- [List of tasks]
**A.** Summarize the text on engineering efficiency in two sentences.
**B.** In the text on engineering efficiency, what are the two ways to obtain know-how that the engineering team does not own?
**C.** Translate this sentence from the text on engineering efficiency into Spanish: "Goal of the Engineering function is to create the instructions to build the solution to a Customer’s Problem."
──────── Text passage ────────
I will go through each of them, but before, let’s fix some definition:

Engineering Goal: “transform customer’s problems into solution’s instructions”.

Goal of the Engineering function is to create the instructions to build the solution to a Customer’s Problem.

Engineering Efficiency:  instructions per unit / Cost of quality / Time to issue.

Engineering efficiency is defined as “instructions” produced per resource’s unit , reduced cost of errors and poor quality, reduced lead time / time to issue.

 

Based on this, we may think that  the Engineering throughput is based on the ability of the Engineering function to:

1. Possess know-how

2. Make each of its members fully cooperate to build the path to the  “instructions”

3. Be able to re-use that path, avoiding the costs to re-invent it.

4. Assure a feedback of the results that can be used to improve the first 3 points.

 

 

 

Let’s review each Engineering Efficiency Driver one by one:

 

 

1) Knowledge Coverage - the more you know, the better -

 

There are 3 elements of the “knowledge coverage”:

 

A) Owned Know-How

All K-H owned by the Engineering team is the base of its ability to find a solution

B) Searched Know-How

The K-H not owned by the Engineering team shall be either reached outside the engineering team  (BUY) or created by a dedicated activity (MAKE)
──────── Provided information ────────
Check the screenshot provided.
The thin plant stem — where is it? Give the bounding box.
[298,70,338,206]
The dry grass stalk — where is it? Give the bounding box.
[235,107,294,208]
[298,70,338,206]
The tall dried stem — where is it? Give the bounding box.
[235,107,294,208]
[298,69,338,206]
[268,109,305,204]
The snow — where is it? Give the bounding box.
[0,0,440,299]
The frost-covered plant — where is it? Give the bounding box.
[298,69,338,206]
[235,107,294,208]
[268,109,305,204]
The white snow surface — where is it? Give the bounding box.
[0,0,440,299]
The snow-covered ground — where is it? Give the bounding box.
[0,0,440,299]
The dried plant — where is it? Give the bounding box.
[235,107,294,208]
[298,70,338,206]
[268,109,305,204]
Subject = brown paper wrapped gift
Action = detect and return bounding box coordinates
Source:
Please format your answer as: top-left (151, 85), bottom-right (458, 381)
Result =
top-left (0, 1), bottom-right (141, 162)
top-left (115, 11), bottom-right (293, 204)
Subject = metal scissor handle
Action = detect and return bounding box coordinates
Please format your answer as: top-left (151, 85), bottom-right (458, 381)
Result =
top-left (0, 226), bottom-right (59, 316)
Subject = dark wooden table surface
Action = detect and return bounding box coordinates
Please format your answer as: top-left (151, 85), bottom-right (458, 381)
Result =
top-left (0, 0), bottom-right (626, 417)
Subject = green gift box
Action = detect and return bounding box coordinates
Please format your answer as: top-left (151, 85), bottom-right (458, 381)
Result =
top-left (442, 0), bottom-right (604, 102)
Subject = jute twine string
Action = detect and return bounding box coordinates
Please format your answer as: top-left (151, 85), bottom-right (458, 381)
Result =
────────
- [The results]
**A.** The goal of the engineering function is to turn customers' problems into instructions for building a solution, and its efficiency is defined as instructions produced per resource unit, reduced cost of errors and poor quality, and reduced time to issue. Engineering throughput rests on possessing know-how, full cooperation among members, reusing the path to the instructions, and feedback on results, with knowledge coverage including both owned and searched know-how.

**B.** It is either reached outside the engineering team (buy) or created by a dedicated activity (make).

**C.** El objetivo de la función de Ingeniería es crear las instrucciones para construir la solución al problema de un cliente.